OBJECTIVES
a) Answer these questions about the blog post on Galatians Re-imagined:
(i) What year did Galatians Re-imagined come out?
(ii) On what page does Kahl credit Jacob Taubes?
(iii) In what year did Taubes give his lectures on Paul?
b) Rewrite the part of the blog post on Galatians Re-imagined starting at "Saturday, November 27, 2010" and ending at "Formula (J. Taubes)", putting "Compromise Principle" in place of "Compromise Formula".

EXTRACT PROVIDED

***

"Philosophy is like trying to open a safe with a combination lock: each little adjustment of the dials seems to achieve nothing, only when everything is in place does the door open." Ludwig Wittgenstein

Saturday, November 27, 2010

RESPONSE NUMBER NINE To Galatians Re-imagined: Reading with the Eyes of the Vanquished (Fortress 2010) by Brigitte Kahl



KAHL’S INTRODUCTION

Law As Imperial Compromise Formula (J. Taubes)

Under this sub-head, Kahl credits (page 9) Jacob Taubes’ 1986 lectures on Paul (The Political Theology of Paul, Stanford: 2004) with providing an insight which has proven to be “one of the decisive impulses behind the assumption of this book that in Galatians Paul does not abandon Jewish law but, on the contrary, wrestles, from a rigorously Jewish perspective, with a practice of Torah that has a least partly been ‘hijacked’ and desecrated by Roman imperial law and religion.”

***

GIVEN MATERIAL
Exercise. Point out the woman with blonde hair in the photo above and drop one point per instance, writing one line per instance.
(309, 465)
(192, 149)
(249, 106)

***

ANSWERS PROVIDED
a)
(i) 2010
(ii) Page 9
(iii) 1986

b)
Saturday, November 27, 2010

RESPONSE NUMBER NINE To Galatians Re-imagined: Reading with the Eyes of the Vanquished (Fortress 2010) by Brigitte Kahl



KAHL’S INTRODUCTION

Law As Imperial Compromise Principle (J. Taubes)